### WHAT YOU WILL DO
1 - Please list every person named in the passage about Mr. Ewing's poetry.
2 - According to the passage about Mr. Ewing's poetry, in what year did his younger brother die?

### EXTRACT PROVIDED

Mr. Ewing’s poetry is rich with familiarity and evocative with its descriptions. It’s personal, he said, but only as much as anything is — he’s after the universals, and accessibility is crucial.

“I want you to be able to understand what I’m talking about,” he said. Robert Burns, the great Scottish poet, was the same way, writing for the everyman. And while Mr. Ewing doesn’t want to compare himself to Burns, he is working for that same reach.

His longtime hobby took on a different resonance in 1985, after his younger brother Scotty died in a car crash. Mr. Ewing wrote a few poems for the funeral. One was a prayer.

“When he died, I don’t know what opened up . . . something opened up, and it’s still opening up, but that was the beginning of it, I think, when Scotty died,” he said. “It just came right to me, those poems.” The words came forth with such immediacy, he said. “I didn’t really write it; I just held the pen, you know what I mean? That’s the only way I could describe it.”

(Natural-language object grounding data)
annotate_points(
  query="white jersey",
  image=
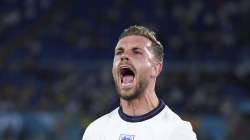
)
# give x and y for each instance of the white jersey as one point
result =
(160, 124)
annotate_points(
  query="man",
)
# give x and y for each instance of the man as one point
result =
(142, 115)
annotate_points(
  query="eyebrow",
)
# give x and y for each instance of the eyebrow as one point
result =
(119, 49)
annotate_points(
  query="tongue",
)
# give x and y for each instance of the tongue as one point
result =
(127, 79)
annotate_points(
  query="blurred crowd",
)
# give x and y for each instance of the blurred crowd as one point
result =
(56, 60)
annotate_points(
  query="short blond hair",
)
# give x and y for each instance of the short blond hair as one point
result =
(156, 46)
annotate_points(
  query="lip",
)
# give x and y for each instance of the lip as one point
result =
(127, 86)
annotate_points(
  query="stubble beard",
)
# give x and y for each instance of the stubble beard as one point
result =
(136, 92)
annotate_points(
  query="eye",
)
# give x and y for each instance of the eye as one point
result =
(137, 52)
(118, 52)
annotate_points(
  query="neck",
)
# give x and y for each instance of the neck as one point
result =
(141, 105)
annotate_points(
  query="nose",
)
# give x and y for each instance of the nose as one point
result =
(124, 57)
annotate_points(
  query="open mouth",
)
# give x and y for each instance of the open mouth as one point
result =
(127, 76)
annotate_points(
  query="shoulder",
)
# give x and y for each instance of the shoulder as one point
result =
(180, 129)
(98, 125)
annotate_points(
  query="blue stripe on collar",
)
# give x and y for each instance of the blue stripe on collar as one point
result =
(143, 117)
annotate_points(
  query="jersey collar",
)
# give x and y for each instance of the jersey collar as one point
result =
(143, 117)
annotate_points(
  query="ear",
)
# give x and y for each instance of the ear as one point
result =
(157, 69)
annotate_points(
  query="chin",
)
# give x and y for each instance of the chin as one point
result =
(128, 95)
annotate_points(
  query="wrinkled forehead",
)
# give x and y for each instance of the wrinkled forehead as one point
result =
(133, 41)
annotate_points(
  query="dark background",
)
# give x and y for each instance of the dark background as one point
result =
(56, 59)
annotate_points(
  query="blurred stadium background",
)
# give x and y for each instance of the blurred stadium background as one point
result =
(56, 59)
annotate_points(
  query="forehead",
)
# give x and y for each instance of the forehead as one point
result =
(133, 41)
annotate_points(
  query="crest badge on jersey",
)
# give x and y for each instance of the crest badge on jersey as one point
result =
(126, 137)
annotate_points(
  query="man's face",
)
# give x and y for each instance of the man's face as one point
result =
(133, 66)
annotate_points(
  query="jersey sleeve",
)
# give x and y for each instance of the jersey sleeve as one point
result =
(183, 132)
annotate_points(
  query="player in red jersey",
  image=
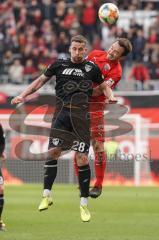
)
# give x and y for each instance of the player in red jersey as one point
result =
(109, 64)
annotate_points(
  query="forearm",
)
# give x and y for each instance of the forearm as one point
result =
(34, 86)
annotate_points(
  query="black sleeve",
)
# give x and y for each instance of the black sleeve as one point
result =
(2, 140)
(51, 69)
(97, 75)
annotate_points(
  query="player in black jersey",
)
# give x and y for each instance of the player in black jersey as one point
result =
(70, 125)
(2, 158)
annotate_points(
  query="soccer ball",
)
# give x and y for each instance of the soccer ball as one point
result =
(108, 13)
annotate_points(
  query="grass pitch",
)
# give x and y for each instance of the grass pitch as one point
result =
(121, 213)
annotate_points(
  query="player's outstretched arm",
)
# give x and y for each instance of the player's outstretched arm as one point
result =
(107, 91)
(33, 87)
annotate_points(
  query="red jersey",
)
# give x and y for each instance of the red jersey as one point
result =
(111, 70)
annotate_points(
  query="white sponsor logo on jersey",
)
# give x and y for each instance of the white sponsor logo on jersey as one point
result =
(55, 141)
(88, 67)
(73, 71)
(106, 67)
(110, 82)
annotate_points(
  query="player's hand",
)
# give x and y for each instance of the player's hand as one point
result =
(17, 100)
(3, 157)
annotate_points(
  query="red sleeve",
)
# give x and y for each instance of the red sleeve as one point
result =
(91, 55)
(113, 77)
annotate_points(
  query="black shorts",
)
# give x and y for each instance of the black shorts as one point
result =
(70, 129)
(1, 178)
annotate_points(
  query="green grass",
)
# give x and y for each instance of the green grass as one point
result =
(121, 213)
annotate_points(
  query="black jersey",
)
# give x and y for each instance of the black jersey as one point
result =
(2, 140)
(73, 78)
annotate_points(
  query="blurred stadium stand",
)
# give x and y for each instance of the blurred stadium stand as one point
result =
(36, 33)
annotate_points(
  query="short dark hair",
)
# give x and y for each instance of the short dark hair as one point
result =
(79, 38)
(126, 44)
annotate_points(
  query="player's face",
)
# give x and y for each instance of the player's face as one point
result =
(115, 52)
(77, 51)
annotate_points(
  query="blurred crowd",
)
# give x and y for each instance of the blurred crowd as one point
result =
(35, 33)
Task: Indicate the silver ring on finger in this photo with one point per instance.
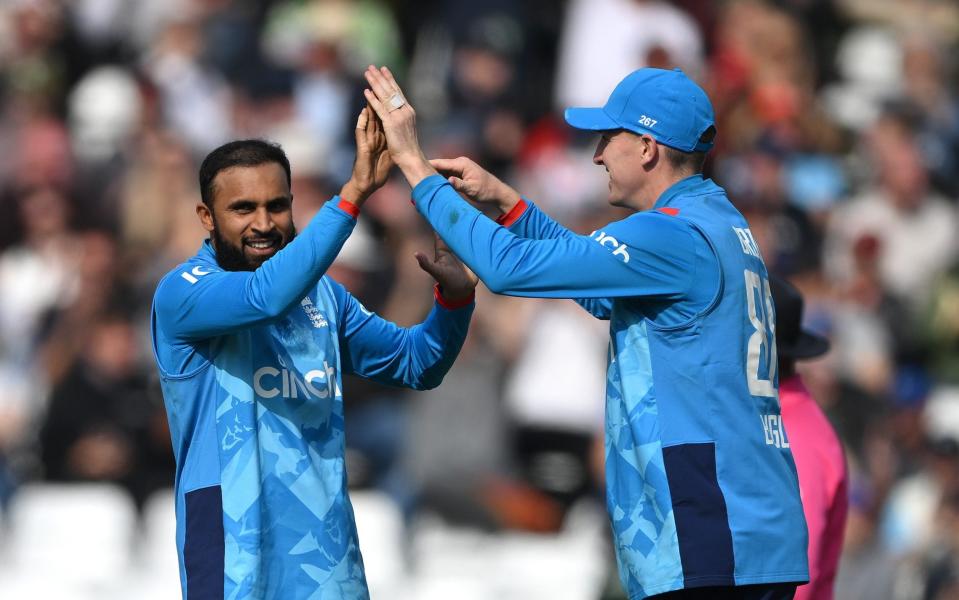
(395, 101)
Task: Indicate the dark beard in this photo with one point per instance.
(230, 256)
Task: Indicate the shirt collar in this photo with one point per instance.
(207, 253)
(677, 189)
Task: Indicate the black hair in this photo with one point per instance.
(690, 162)
(240, 153)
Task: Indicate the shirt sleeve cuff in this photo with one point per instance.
(514, 214)
(452, 304)
(347, 207)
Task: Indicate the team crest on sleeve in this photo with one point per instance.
(314, 314)
(194, 273)
(609, 241)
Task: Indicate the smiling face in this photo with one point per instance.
(627, 158)
(251, 217)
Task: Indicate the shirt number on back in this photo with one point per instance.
(759, 302)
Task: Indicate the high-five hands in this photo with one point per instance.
(372, 165)
(476, 183)
(399, 123)
(456, 281)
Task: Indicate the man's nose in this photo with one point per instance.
(262, 221)
(598, 154)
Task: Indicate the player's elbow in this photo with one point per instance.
(495, 282)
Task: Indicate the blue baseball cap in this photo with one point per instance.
(664, 104)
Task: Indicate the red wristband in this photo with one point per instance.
(452, 304)
(513, 215)
(349, 208)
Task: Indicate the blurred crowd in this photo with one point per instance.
(838, 139)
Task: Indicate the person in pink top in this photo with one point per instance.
(815, 446)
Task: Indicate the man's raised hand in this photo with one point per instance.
(372, 165)
(399, 123)
(477, 184)
(456, 281)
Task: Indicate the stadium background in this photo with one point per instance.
(838, 136)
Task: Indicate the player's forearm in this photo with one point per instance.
(415, 168)
(286, 278)
(437, 342)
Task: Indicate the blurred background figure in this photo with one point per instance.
(838, 128)
(820, 463)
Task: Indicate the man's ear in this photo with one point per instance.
(206, 216)
(650, 150)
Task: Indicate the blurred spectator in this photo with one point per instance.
(820, 463)
(896, 209)
(867, 569)
(102, 424)
(604, 40)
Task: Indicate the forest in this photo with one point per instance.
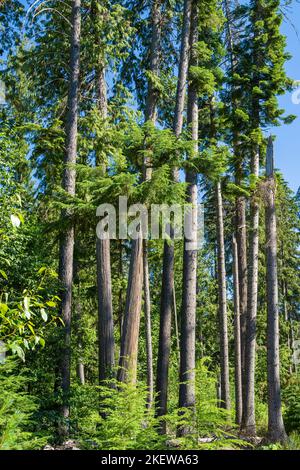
(149, 246)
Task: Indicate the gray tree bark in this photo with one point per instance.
(68, 184)
(127, 371)
(190, 252)
(237, 336)
(222, 298)
(151, 115)
(132, 291)
(164, 346)
(276, 430)
(248, 420)
(104, 287)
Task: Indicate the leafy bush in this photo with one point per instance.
(291, 396)
(123, 422)
(16, 409)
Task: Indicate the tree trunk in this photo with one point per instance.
(276, 431)
(147, 308)
(141, 266)
(190, 251)
(104, 286)
(151, 115)
(248, 420)
(224, 355)
(237, 336)
(129, 342)
(241, 240)
(164, 346)
(68, 184)
(240, 228)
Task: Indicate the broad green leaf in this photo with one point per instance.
(16, 222)
(3, 274)
(44, 314)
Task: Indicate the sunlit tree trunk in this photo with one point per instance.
(222, 298)
(164, 346)
(135, 270)
(237, 336)
(190, 252)
(104, 286)
(276, 431)
(68, 184)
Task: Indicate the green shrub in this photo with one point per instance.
(291, 397)
(16, 409)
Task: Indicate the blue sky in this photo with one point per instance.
(287, 145)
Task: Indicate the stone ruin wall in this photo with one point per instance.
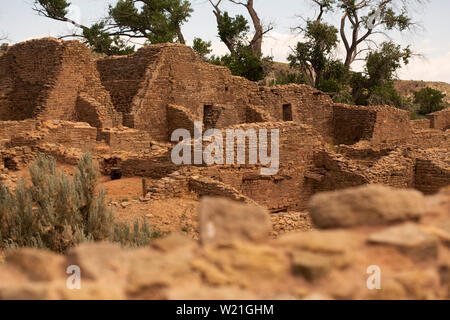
(377, 124)
(165, 87)
(53, 79)
(176, 76)
(440, 120)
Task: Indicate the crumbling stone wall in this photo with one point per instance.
(44, 79)
(421, 124)
(377, 124)
(393, 168)
(440, 120)
(179, 117)
(307, 105)
(126, 140)
(432, 170)
(426, 139)
(142, 86)
(288, 189)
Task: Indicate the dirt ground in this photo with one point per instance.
(168, 215)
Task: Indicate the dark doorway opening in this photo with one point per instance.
(210, 116)
(287, 112)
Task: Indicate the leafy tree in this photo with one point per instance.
(362, 20)
(244, 63)
(202, 48)
(429, 100)
(234, 31)
(155, 21)
(313, 55)
(375, 85)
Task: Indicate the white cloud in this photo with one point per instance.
(436, 68)
(428, 69)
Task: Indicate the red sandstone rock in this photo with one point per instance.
(365, 205)
(223, 220)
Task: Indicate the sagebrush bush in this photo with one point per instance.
(57, 211)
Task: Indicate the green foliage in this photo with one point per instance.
(155, 21)
(382, 64)
(202, 48)
(54, 8)
(288, 77)
(313, 55)
(429, 100)
(101, 41)
(243, 63)
(233, 30)
(57, 212)
(375, 85)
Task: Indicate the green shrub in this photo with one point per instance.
(57, 212)
(429, 100)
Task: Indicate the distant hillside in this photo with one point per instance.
(407, 87)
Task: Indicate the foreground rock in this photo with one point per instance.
(222, 220)
(240, 262)
(409, 239)
(365, 206)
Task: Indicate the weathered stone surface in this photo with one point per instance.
(310, 265)
(409, 239)
(366, 205)
(99, 260)
(37, 265)
(241, 264)
(222, 220)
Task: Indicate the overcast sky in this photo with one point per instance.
(19, 23)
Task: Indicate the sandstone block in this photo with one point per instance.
(223, 220)
(409, 239)
(365, 205)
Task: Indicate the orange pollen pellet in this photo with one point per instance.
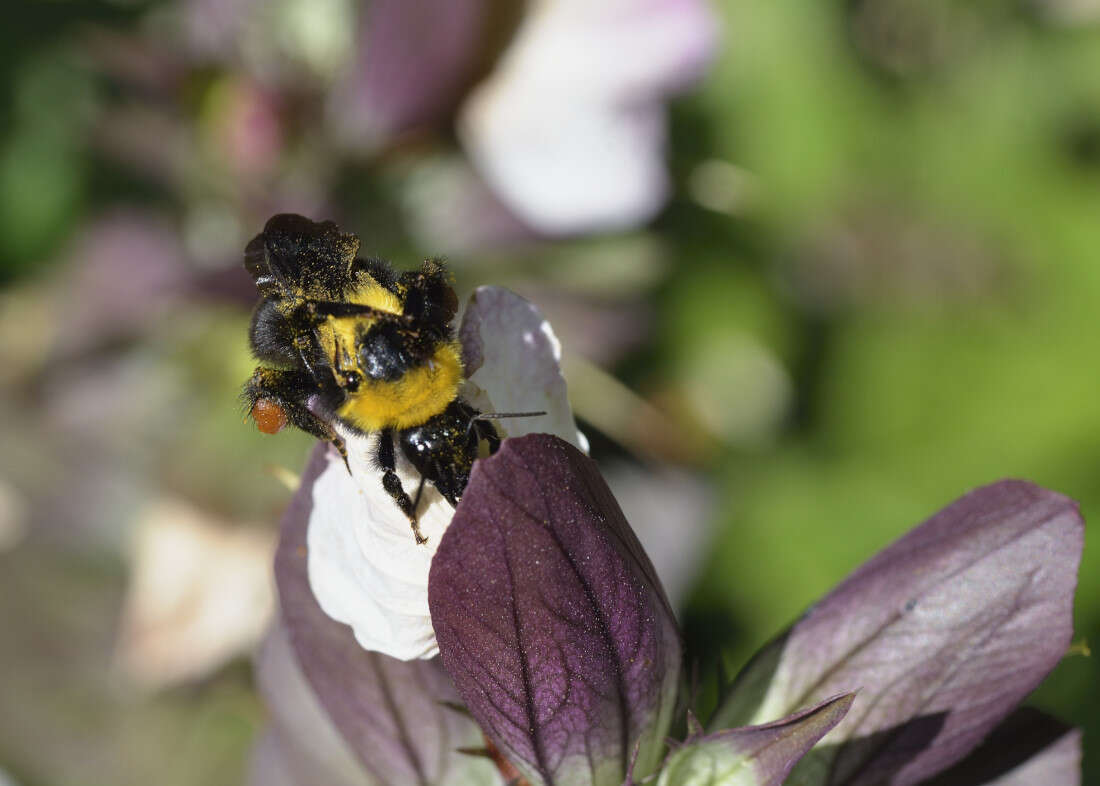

### OUTPUTS FOR THE TASKS
1 - Mr. Ewing, Robert Burns, Scotty

2 - 1985